- [INSTRUCTIONS FOR THE TASK]
Would you please transcribe the data in full and exactly, excluding images?

- [RECORDS FOR THE EXERCISE]
· · · · · · ·
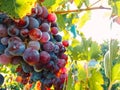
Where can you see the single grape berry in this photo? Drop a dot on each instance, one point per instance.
(13, 31)
(44, 27)
(34, 44)
(35, 34)
(63, 56)
(4, 59)
(31, 56)
(45, 12)
(52, 17)
(1, 79)
(48, 46)
(54, 30)
(16, 48)
(3, 31)
(44, 57)
(58, 38)
(45, 37)
(23, 23)
(2, 48)
(24, 32)
(33, 23)
(61, 63)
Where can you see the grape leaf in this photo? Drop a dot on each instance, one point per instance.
(60, 21)
(83, 19)
(73, 30)
(16, 8)
(116, 73)
(79, 3)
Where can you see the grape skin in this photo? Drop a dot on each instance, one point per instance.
(34, 44)
(31, 56)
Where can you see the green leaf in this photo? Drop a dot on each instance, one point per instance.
· · · · · · ·
- [THE ANSWER]
Where can you see the single grape berry in this photo? Drop a dot on each instance, one point per instance.
(13, 31)
(44, 27)
(34, 44)
(35, 34)
(63, 56)
(4, 59)
(31, 56)
(45, 12)
(52, 17)
(1, 79)
(48, 46)
(54, 30)
(16, 48)
(3, 31)
(44, 57)
(58, 38)
(45, 37)
(23, 23)
(2, 48)
(24, 32)
(33, 23)
(61, 63)
Where can you see the grape leaf in this photo? Drop a dot on each instance, one point per instance.
(60, 21)
(83, 19)
(73, 30)
(16, 8)
(116, 73)
(79, 3)
Where can you see the grape skin in this photo? Drop a dot on each instance, one point per instance.
(34, 44)
(31, 56)
Where can you see the green leaf in this photo? Drop a dot on each instance, one point per instance.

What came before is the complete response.